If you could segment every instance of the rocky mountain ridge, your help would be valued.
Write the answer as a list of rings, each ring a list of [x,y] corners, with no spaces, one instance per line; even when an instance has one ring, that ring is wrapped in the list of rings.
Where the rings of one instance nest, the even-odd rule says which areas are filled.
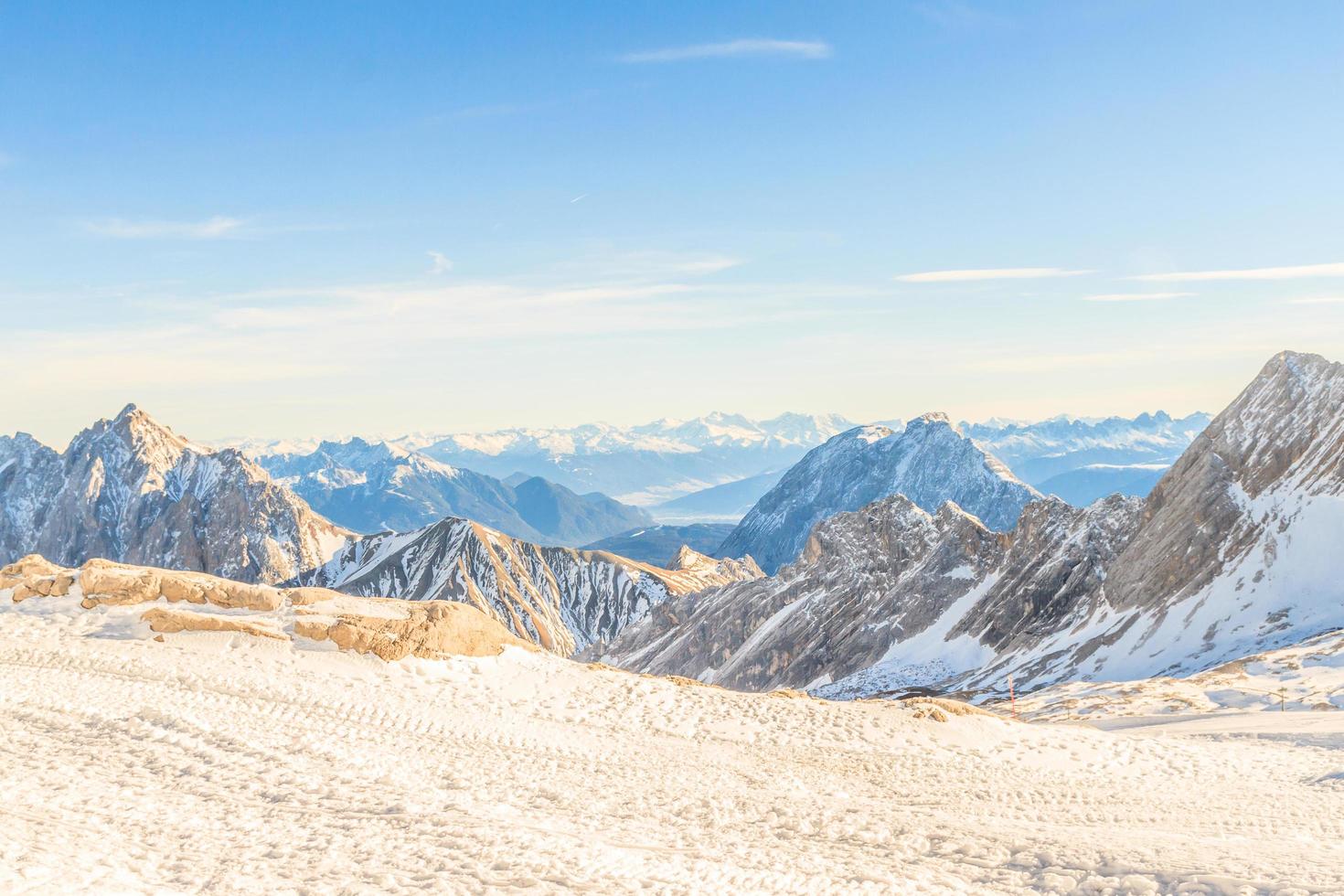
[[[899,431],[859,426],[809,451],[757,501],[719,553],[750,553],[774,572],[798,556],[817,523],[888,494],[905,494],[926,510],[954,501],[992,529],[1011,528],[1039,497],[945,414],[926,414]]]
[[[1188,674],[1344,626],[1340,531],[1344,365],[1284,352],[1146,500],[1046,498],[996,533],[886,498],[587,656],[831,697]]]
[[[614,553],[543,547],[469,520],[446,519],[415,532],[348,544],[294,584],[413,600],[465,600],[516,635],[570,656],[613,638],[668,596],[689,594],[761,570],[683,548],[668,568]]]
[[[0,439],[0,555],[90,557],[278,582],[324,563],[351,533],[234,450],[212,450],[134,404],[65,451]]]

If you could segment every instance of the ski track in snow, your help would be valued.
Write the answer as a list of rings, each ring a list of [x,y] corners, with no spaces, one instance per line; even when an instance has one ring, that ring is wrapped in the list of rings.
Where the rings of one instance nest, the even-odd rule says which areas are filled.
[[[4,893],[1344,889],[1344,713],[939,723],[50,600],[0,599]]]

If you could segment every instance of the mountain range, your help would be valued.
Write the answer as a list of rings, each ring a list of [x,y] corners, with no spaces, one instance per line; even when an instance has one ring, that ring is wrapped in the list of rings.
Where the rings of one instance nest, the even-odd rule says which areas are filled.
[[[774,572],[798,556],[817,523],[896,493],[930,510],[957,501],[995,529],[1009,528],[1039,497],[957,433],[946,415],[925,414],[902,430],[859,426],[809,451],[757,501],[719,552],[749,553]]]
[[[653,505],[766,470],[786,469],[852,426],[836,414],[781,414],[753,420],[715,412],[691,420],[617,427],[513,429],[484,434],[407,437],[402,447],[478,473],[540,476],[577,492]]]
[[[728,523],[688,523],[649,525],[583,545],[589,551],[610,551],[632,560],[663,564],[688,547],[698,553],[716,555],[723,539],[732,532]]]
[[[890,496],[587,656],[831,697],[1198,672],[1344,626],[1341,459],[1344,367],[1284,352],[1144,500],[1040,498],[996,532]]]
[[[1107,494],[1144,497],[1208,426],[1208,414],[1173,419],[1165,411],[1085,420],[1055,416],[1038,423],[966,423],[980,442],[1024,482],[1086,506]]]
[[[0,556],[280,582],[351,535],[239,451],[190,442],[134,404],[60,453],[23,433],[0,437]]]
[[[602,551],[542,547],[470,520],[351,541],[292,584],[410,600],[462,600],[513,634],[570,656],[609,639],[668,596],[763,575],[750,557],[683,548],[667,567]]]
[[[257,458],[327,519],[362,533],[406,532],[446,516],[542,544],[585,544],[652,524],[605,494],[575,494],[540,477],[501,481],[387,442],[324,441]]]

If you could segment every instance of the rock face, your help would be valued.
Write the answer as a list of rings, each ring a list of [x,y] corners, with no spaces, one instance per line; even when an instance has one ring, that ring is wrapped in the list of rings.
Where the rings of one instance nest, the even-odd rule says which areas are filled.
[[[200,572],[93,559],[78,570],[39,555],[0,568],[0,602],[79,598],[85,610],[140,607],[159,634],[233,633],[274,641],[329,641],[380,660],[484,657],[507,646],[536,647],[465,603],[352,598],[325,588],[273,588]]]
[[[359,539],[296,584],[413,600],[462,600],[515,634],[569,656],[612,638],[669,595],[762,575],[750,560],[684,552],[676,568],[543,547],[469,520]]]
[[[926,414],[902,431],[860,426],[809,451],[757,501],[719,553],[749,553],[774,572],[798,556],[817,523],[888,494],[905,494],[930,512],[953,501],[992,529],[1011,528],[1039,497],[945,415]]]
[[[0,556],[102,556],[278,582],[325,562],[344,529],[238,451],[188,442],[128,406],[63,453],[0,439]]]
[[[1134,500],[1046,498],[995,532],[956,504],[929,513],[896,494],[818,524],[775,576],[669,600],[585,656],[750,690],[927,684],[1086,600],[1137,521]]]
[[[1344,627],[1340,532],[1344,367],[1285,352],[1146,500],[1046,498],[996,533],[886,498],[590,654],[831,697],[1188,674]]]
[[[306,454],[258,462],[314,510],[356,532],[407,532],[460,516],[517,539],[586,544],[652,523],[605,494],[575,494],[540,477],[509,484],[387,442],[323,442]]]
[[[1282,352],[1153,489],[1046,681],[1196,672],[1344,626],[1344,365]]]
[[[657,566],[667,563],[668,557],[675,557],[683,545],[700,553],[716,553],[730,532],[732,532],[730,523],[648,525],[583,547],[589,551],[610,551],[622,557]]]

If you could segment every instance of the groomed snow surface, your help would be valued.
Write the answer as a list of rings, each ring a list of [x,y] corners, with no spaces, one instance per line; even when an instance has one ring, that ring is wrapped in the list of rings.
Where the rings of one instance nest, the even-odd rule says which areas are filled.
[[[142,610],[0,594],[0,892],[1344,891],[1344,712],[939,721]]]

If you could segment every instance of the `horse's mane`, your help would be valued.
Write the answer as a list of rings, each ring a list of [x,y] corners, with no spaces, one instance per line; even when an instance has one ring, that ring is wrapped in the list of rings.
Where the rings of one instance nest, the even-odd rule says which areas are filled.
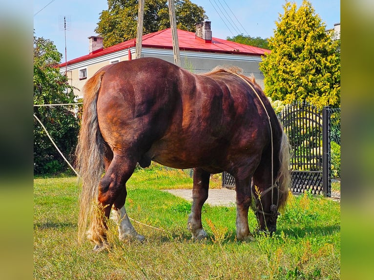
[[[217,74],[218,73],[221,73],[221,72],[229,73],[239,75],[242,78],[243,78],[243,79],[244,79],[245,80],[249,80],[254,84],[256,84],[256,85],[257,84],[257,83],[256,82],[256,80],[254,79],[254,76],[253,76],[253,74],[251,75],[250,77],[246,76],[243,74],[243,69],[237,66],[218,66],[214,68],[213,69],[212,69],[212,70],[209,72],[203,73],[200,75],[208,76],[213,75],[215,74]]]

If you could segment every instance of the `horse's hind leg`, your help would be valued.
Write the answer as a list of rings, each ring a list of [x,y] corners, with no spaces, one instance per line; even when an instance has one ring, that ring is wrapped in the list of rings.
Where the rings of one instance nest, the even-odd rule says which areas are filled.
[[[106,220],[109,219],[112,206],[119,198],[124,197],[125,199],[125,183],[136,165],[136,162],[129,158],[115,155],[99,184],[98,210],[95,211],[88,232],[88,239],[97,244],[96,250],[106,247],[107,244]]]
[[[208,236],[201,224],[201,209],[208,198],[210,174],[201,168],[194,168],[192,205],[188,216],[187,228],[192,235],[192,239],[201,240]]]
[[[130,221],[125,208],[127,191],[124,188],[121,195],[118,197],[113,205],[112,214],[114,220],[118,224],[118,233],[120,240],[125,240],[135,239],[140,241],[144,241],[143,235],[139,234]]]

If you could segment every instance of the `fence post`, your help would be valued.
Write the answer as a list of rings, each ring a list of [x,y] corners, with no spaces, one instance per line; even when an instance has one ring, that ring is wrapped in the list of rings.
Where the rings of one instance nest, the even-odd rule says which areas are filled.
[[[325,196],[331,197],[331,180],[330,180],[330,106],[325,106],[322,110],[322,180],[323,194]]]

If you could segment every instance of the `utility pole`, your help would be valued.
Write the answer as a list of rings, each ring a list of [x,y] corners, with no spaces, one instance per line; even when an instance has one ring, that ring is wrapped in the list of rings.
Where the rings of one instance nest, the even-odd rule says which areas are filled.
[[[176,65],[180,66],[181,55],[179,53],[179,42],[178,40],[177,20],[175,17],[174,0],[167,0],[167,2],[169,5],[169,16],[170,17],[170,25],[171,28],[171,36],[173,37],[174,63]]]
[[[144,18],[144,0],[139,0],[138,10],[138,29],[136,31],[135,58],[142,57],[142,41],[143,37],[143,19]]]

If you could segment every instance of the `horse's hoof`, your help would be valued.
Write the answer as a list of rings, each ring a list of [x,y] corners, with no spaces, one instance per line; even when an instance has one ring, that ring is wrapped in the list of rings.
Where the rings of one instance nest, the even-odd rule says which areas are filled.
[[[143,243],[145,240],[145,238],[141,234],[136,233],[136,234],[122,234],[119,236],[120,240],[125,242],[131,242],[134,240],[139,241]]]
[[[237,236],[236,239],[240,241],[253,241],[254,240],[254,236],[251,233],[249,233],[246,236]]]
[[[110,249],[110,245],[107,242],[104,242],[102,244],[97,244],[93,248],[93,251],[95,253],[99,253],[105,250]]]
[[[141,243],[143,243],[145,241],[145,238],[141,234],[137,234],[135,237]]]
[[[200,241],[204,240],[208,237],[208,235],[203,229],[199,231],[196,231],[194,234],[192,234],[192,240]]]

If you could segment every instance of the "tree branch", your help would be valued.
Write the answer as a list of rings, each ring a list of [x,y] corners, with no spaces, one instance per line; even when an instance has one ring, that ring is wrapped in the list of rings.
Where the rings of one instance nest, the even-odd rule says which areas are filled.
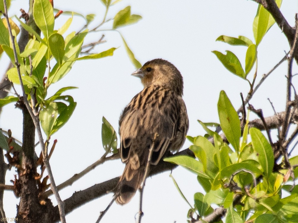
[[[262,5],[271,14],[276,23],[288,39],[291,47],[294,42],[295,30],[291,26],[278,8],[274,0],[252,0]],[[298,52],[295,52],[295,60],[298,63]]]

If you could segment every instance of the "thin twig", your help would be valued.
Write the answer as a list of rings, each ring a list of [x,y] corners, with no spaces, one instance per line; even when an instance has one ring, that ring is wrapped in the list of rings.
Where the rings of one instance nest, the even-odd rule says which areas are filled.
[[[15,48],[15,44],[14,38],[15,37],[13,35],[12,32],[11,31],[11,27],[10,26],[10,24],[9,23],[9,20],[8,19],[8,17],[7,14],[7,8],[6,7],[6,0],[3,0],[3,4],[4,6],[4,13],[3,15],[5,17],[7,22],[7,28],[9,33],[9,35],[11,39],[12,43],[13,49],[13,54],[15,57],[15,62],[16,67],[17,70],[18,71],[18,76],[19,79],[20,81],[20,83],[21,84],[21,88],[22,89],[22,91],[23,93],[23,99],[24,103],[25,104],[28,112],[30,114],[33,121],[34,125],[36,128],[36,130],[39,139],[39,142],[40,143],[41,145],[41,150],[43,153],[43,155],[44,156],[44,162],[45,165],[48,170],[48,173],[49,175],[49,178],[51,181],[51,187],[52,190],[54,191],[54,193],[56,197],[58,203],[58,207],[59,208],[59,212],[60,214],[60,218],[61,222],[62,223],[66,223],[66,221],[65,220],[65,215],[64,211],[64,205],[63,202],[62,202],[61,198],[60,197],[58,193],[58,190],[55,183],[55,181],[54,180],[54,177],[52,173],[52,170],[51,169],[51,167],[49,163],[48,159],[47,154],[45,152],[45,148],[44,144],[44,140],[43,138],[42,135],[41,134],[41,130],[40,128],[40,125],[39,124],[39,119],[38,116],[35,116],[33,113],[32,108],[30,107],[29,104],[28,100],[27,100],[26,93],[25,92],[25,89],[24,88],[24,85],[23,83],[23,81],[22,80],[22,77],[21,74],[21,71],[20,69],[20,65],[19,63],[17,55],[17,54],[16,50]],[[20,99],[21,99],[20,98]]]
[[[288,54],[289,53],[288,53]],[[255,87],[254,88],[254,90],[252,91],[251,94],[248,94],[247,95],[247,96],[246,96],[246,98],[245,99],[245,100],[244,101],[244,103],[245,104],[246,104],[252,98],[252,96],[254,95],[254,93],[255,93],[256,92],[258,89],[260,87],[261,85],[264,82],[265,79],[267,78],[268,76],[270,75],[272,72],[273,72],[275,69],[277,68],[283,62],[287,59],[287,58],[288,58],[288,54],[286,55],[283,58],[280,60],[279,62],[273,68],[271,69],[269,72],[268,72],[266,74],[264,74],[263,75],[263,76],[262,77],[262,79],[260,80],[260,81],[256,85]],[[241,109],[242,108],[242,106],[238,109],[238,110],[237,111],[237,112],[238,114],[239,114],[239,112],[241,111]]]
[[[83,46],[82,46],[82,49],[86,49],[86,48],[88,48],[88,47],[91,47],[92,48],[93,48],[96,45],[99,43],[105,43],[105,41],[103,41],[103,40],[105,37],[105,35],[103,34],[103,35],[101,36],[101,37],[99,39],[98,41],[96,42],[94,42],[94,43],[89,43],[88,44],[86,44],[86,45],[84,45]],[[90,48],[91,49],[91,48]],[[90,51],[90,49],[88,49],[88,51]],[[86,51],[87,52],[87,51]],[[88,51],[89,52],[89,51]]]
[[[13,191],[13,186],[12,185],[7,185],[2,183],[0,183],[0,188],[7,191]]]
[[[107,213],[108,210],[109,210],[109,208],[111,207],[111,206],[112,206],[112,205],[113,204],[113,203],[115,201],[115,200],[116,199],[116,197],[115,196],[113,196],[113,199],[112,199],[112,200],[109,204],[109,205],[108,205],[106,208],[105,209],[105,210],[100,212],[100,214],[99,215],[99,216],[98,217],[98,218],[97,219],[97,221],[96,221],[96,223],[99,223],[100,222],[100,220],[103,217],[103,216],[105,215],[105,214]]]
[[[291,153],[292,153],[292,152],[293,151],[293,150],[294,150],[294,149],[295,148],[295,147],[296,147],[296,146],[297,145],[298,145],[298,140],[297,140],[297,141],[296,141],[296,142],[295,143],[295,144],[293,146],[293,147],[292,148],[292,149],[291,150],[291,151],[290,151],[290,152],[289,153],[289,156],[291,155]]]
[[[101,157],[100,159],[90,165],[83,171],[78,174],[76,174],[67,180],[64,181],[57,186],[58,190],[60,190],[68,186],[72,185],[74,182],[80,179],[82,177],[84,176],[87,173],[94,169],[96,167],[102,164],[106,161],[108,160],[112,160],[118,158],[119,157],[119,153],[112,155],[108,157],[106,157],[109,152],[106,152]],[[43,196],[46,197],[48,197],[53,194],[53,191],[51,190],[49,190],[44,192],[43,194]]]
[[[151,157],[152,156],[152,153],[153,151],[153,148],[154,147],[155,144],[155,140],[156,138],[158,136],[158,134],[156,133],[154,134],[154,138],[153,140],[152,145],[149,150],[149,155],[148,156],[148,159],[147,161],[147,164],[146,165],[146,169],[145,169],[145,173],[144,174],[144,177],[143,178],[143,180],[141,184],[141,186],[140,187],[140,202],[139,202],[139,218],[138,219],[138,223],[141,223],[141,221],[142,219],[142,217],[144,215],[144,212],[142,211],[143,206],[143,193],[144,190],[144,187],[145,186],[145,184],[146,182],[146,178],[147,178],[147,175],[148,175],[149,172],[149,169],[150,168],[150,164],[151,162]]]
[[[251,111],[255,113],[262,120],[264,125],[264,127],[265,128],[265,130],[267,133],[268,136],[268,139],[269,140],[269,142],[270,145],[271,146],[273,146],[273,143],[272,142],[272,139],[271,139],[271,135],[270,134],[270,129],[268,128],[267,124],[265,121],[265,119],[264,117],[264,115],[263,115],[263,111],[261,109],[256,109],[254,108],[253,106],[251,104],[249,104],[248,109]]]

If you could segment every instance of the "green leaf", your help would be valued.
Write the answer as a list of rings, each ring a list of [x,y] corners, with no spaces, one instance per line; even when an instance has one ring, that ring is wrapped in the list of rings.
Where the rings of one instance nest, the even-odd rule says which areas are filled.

= Task details =
Reproduce these lines verbatim: begin at the line that contains "If you could segment every instance of the ski" and stop after the line that contains "[[[4,893],[1344,889],[1344,713],[939,723],[50,600],[0,599]]]", including both.

= Correct output =
If you could segment every instance of the ski track in snow, your help would be valued.
Write the answer as a list of rings, each ring a list of [x,y] corners, with no spaces, one instance per line; even when an instance has one ring, that ring is wrapped in the list of rings.
Where the rings of one instance nest, the even-odd rule says which areas are filled.
[[[4,893],[1344,889],[1344,713],[939,723],[50,600],[0,599]]]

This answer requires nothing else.